= DOCUMENT =
Consider financing challenges and risks

As with any business decision, financing must be at the centre of your strategy for entering an international market. You must identify potential financial risks and plan how to mitigate them. As a starting point, you’ll want to consider several common risks.

  • Scaling your business to meet market demands.
  • Managing Compliance.
  • Hiring talent from the local community.
  • Problems raising capital.
  • Issues with the foreign exchange rate.

Reducing these risks isn’t easy, but it can be done. For example, planning your scaling requirements in advance means you make sure you have the financing in place, so you don’t face any costly holdups in your process. You can also work with a local laws and regulations expert to make sure you don’t get any nasty compliance surprises.

When it comes to issues with capital, planning and forecasting based on reliable data gives you a better chance of securing the financing you need. You can also protect your financial fluidity by using Wise Multi-Currency Account to make it easier for you to complete financial transactions with foreign suppliers.

= OBJECTIVES =
• 1. Reproduce the passage on financing risks word for word, from "When it comes" up to and including "with foreign suppliers.".
• 2. Answer these questions using the passage on financing risks:
(a) How many common risks does it list?
(b) What kind of expert does it suggest working with to avoid compliance surprises?
(c) What should planning and forecasting be based on to improve the chance of securing financing?
• 3. Write the next part of the passage on financing risks, picking up after its final sentence.

(Records from a data source)
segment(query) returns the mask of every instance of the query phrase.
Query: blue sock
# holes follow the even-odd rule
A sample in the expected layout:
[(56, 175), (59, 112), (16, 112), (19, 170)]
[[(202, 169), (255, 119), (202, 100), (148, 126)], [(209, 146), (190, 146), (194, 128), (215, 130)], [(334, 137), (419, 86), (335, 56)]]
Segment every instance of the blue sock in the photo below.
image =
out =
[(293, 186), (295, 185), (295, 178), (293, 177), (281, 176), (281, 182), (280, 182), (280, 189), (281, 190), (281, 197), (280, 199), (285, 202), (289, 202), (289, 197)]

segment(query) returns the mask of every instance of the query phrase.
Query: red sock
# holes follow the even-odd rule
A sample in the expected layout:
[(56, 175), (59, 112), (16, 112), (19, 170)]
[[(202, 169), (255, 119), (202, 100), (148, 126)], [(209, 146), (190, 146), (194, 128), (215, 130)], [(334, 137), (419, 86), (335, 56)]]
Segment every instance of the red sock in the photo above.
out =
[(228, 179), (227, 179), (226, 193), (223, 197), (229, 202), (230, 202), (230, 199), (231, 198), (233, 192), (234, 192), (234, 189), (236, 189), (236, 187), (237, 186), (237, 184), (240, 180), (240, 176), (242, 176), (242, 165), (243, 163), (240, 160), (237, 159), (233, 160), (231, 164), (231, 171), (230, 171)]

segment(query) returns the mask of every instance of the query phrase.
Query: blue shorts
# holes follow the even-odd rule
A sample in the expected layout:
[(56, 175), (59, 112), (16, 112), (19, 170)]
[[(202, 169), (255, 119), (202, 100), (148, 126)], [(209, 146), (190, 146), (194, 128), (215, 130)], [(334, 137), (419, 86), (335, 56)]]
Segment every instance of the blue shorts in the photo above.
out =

= SOLVED TASKS =
• 1.
When it comes to issues with capital, planning and forecasting based on reliable data gives you a better chance of securing the financing you need. You can also protect your financial fluidity by using Wise Multi-Currency Account to make it easier for you to complete financial transactions with foreign suppliers.

• 2.
(a) Five.
(b) A local laws and regulations expert.
(c) Reliable data.

• 3.
Wise Business also has a vital role to play in reducing your foreign exchange rate risks as it allows your business to hold money in local currencies and convert at the ideal moment. Having this ability protects you from making drastic losses if a currency loses its value.

Research insurance needs

Your insurance needs will vary depending on which market and country you’re trading in. So, carrying out research is a must. You don’t want to lose out financially because you have the wrong insurance provision or it isn’t comprehensive enough. Types of insurance you’ll want to consider include credit insurance in case a customer doesn’t pay and professional indemnity insurance to cover you in the case of certain product errors.

Document the strategy

Writing down your market entry strategy framework is a vital step to take. When you’re doing this, capture all aspects of the strategy, including steps to take and goals. This document is a living record of your market entry process, so it should include a record of your progress and findings.

Compiling your market entry strategy in writing isn’t just a guide and measure for you. When you’re applying for financing, you can present it as a relevant planning document to support your application. The document will also help to inform your export marketing plan.

Go global Wise Business

Entering a new international market and looking for a way to manage your finances more easily? Wise Business is an easy to use international business account that gives you access to features that simplify your entry into an international market. Opening this account means you can:

  • Get local bank details and receive money in 10 currencies.
  • Hold and convert money from more than 50 currencies.
  • Spend with your account debit card.
  • Easily manage employee expenses with expenses cards.

You’ll never have to struggle to manage your international finances, so you can concentrate on other aspects of your market entry that may be more complex.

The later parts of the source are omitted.